Tasks to perform:
(1) Write out the passage from the text on social responsibility, beginning at the words "Is a business" and stopping after the words "be socially responsible?".
(2) In the text on social responsibility, what does green management seek to minimize?
(3) Why does the text on social responsibility say that social responsibility makes good business sense? Answer in one to three sentences.

Provided text:
★ ★ ★ ★

Is a business intention, beyond its legal and economic obligaions, to do the right things and act in ways that are good for society. Examples, reducing energy consumption, child care facilities for employees, packaging product with recycled paper, among others
10. Define green management
Green management refers to the practice of conduction business operations in a way that minimizes negative environmental impact while maximizing positive social and economic outcomes. It involves integrating environmental considerations into decision making process
11. Do you think that businesses organizations should be socially responsible?
From my point of view, social responsibility is not only the right thing to do but also makes good business sense. By integrating social and environmental considerations into their operations and decision-making processes, businesses can create value for stakeholders while driving sustainable growth and positive societal impact.

★ ★ ★ ★

Listed records:
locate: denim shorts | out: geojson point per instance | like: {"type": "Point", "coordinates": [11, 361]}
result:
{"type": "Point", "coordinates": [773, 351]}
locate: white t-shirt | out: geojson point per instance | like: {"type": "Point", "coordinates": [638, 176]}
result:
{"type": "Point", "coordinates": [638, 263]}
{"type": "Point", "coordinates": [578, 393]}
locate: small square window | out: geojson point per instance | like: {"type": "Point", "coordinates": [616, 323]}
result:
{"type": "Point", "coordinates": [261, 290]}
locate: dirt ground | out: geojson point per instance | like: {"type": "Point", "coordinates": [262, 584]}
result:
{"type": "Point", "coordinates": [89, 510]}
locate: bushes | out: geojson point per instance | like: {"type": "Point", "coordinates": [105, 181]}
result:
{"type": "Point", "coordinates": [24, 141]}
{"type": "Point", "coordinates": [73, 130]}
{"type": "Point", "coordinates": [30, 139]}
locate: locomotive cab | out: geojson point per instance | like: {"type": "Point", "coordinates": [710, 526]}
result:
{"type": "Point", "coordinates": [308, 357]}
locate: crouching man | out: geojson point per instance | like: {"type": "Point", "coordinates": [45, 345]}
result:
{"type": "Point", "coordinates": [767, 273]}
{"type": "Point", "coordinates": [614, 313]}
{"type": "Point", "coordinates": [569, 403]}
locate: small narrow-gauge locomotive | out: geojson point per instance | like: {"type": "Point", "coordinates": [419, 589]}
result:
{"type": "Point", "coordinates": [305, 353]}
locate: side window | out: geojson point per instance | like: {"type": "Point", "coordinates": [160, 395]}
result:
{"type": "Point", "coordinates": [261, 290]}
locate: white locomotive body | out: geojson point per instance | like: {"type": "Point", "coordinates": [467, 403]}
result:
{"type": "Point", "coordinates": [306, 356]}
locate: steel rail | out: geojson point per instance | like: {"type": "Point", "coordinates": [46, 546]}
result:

★ ★ ★ ★

Answers in order:
(1)
Is a business intention, beyond its legal and economic obligaions, to do the right things and act in ways that are good for society. Examples, reducing energy consumption, child care facilities for employees, packaging product with recycled paper, among others
10. Define green management
Green management refers to the practice of conduction business operations in a way that minimizes negative environmental impact while maximizing positive social and economic outcomes. It involves integrating environmental considerations into decision making process
11. Do you think that businesses organizations should be socially responsible?

(2) Negative environmental impact.

(3) When businesses integrate social and environmental considerations into their operations and decision-making processes, they can create value for stakeholders. They can also drive sustainable growth and positive societal impact.